>> Start Task input

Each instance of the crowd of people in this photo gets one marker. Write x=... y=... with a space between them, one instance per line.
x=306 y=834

>> End Task input
>> Start Task input

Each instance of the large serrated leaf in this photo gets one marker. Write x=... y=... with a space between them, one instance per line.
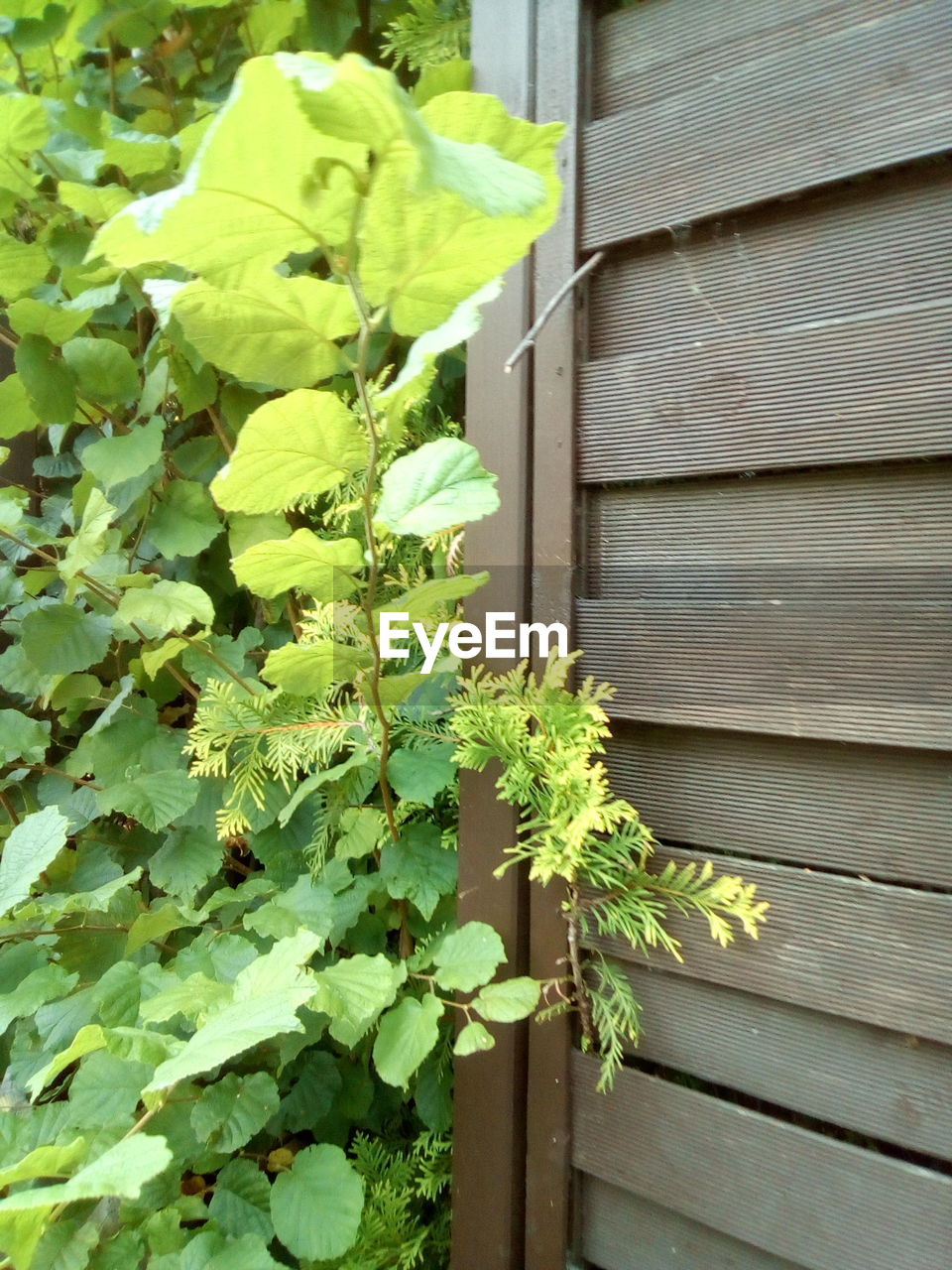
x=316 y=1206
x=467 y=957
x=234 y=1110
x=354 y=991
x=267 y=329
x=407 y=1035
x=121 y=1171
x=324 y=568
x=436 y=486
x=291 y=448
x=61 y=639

>> End Task input

### Short problem
Return every line of the data above that contains the string "Each", with case counting.

### Written reply
Each instance of the crowd of people in this photo gets one marker. Write x=... y=... with a space between them, one instance per line.
Each instance of the large serrated leaf in this photo gets one marker. Write x=... y=... with a space between them, one instance per line.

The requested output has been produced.